Passage shown:

Page 1 of 1
Next step in Newsbin filtering evolution?
Posted:
Sat Jun 11, 2005 4:33 am
by macraig
Okay, so I give up... is there currently no effective way to discriminate newsgroup spam? My POPFile idea went pop, too. So how do we humans recognize the spammers, then, and how do we teach that to Newsbin and other software?
In the short term, what about a poster whitelist, as opposed to a poster lockout? This could be implemented manually or automagically through some intelligent pattern-matching. Obviously Newsbin can't analyze binaries themselves to determine intent, but the habits of posters themselves over even a short periods of time can clearly identify them. That may not be true of all newsgroups, but it is certainly true of some.
At least in some binaries newsgroups, there is a readily identifiable minority of regulars, who are clearly NOT spammers: they post frequently and/or in large amounts, and almost universally avoid spammy words in subjects. Then there's the rest, who post too infrequently or don't post enough to make their motives clear. In such newsgroups, even the formerly innocent requests for binary ID are now an invitation to spam, so simple word or phrase matching can't really vet even those infrequent posters. Still, the best and brightest of these groups stand out sharply. If we humans are able to pick them out with ease, why can't an algorithm?

Brief: Translate this sentence from the forum post into Spanish: "In the short term, what about a poster whitelist, as opposed to a poster lockout?"

Data extract:
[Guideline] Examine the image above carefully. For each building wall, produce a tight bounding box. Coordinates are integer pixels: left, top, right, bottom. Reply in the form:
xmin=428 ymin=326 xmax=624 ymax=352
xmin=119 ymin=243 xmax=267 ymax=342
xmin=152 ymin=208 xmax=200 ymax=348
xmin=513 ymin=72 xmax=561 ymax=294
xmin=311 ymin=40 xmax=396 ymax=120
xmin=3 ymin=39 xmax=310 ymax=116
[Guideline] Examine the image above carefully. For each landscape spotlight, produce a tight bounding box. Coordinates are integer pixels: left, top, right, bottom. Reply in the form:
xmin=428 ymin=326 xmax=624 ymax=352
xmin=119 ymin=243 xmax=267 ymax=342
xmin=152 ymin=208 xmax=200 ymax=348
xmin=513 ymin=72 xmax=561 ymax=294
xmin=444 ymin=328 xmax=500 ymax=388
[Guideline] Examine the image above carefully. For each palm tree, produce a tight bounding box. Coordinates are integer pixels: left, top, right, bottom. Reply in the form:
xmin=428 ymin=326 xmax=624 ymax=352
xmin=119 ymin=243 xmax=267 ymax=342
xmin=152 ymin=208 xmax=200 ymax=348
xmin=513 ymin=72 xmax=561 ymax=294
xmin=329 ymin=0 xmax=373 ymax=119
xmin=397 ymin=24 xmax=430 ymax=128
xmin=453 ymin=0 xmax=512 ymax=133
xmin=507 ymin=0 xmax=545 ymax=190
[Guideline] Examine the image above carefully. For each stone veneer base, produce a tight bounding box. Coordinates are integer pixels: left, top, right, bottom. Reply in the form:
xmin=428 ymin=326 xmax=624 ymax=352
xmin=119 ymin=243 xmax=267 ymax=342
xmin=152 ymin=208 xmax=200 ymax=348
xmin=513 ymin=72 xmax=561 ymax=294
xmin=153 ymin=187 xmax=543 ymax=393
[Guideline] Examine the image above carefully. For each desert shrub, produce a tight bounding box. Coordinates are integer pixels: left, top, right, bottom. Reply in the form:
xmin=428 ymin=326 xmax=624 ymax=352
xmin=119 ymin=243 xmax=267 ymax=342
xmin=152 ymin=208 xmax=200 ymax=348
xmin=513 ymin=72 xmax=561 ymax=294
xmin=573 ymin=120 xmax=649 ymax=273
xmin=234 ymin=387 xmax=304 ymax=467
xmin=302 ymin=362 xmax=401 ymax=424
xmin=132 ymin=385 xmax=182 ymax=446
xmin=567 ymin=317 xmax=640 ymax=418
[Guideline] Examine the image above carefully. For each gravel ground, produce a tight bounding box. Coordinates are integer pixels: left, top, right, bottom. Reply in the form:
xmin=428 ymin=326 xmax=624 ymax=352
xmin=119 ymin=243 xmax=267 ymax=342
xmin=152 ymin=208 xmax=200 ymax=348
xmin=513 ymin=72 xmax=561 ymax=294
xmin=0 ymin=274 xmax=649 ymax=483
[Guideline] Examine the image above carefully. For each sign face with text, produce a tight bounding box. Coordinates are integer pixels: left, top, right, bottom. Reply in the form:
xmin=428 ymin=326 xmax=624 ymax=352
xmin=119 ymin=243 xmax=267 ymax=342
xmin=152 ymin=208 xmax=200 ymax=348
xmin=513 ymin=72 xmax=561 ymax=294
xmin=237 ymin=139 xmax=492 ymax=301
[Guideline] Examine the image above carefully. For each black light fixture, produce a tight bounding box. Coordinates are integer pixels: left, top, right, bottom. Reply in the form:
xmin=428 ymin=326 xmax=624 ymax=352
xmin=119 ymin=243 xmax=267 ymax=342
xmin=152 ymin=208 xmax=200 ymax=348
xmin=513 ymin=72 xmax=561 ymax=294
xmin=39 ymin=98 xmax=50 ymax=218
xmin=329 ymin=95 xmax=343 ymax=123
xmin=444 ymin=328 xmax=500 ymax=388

Finished exercise: A corto plazo, ¿qué tal una lista blanca de autores de mensajes, en lugar de un bloqueo de autores de mensajes?